*本文抜粋*:
══════════

二分探索 - ysknsid25/atcoder GitHub Wiki
結論を言うと二分探索の計算量はlogNだ。
指数と対数
二分探索の計算量を考えるにあたってこれが必要。いや、それ抜きにしても指数対数は重要なんだがそれはおいておき…なんで指数と対数が出てくるかというと、二分探索の計算量は対数的に増加するからだ。そして対数を説明するにはセットで指数を説明する必要がある。なのでこの順番で説明する。
それぞれひとことで説明するとこんな感じ。さすがに指数は分かるだろう。が、普段意識しない対数は忘れがち。
指数 = xをk回かけたらnになる。n = xk
対数 = xがnになるにはk回掛ける k=logXN
つまり、指数も対数も考えてることはxにkを掛けることなのだ。それを指数はnから見ていて、対数はkから見ているだけ。
そして指数の場合はk(掛ける回数)が増えるとnがどんどん大きくなる。逆に対数の場合はnがどれだけ増えてもkはそれほど増えない。これはグラフで書くとよくわかる。以下は先の数式をx=2, kを0~10の範囲で増加させた場合のグラフだ。なんかこんなグラフ高校二年生くらいの頃に見たよね。
二分探索
ソート済みのデータ列があったとする。この中から目標の値を探すのが二分探索だ。
方法はシンプルで、常に 中央の値を確認 しながら、探索範囲を半分に絞っていく。
例えば、以下のような昇順の配列を考えよう。
[1, 3, 5, 7, 9, 11, 13, 15]
このような配列に対して9を効率的に探索する方法を考える。
- 中央(インデックス 3 の値 7)を見る → 7 < 9 なので右側に絞る → [9, 11, 13, 15] が新しい探索範囲(半分に縮小)
- 次の中央(インデックス 5 の値 11)を見る → 11 > 9 なので左側に絞る → [9] が新しい探索範囲(また半分に縮小)

══════════

*表示データ*:
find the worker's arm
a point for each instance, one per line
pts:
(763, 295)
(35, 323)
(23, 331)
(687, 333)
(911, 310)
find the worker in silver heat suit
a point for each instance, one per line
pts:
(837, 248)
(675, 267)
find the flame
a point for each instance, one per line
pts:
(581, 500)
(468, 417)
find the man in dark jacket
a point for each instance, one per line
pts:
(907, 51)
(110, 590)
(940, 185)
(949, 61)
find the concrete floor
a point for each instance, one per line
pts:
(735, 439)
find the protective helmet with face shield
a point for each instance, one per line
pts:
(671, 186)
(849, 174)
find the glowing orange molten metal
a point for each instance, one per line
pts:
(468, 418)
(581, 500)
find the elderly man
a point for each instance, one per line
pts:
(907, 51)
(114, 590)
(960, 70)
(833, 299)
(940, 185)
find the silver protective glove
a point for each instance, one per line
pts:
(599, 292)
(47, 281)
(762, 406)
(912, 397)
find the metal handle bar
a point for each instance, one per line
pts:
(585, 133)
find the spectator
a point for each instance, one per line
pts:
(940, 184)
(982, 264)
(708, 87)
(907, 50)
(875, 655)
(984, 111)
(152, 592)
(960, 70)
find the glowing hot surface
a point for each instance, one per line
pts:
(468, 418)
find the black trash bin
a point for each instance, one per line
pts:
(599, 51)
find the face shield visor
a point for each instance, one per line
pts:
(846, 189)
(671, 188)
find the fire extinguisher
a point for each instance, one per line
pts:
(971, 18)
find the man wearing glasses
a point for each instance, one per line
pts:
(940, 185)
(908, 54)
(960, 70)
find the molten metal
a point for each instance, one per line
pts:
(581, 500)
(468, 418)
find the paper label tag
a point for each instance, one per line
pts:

══════════

*課題 1*: 二分探索の本文で例に使われている昇順の配列について、その値をすべて挙げよ。
*課題 2*: 二分探索の本文を、最後の文の後から書き継げ。

*解答 1*: 1、3、5、7、9、11、13、15

*解答 2*:
- 残った 9 を確認 → 見つかった!
となる。今回は8つしか数値がないので前から見ても後ろから見てもすぐに見つかる。が、これが1000000個の数値とかが一意に並んでると順番に見ていく方法は効率が悪い。なので二分探索という方法が有効になる。具体的にどのくらい差が出るのかはこのあと実際に計算量を比較する。
二分探索の計算量を考える
先の例を使ってn=8のとき、前から見る方法と二分探索する方法で計算量を比較する。
まず前から見た時だが、最悪の場合を想定するとn番目に見つかることになるので計算量はO(n)だ。
一方で二分探索の場合、探索範囲は以下のように変化する。
- n/2 (もとの半分を探す。n=8のとき、4つを探すことになる)
- n/4 (さらに半分を探す。n=8のとき、2回目では2つを探すことになる)
- n/8 (さらに半分を探す。n=8のとき、ここで残った1つに行き当たる)
つまり、もともとn個あるデータが1個になるまでk回半分にしていくってことだ。
これを一般化するとn/2^k=1となる。さらにこの式を解くとn=2^Kとなる。
二分探索の計算回数はnが幾つであろうが2で割る回数(=k)で決まる。だから二分探索の計算量は実質kで評価されることになる。しかし先に前から見た時の計算量はnで表現しているため、今回もnを使って表現したい。そのために対数で表現する必要がある。対数で表現するとk=log2Nとなる。計算量を考える場合2という固定値は無視できるため、最終的に計算量はO(logN)となる。
以上で前から見た時と二分探索した時で計算量が違うことがわかった。前から見た時はO(n)。二分探索した時はO(log n)だ。よってn=8の場合の計算量は前から見た時は8。二分探索すると3となる。つまり数列の中から特定の値を一つ探索する場合は、二分探索を行う方が計算量が小さい。
Pythonで二分探索するならbisectを使う
bisect_left(a, x)
x を挿入できる最も左側の位置を返す すでに x が a に存在する場合、その要素の左側のインデックスを返す
bisect_right(a, x)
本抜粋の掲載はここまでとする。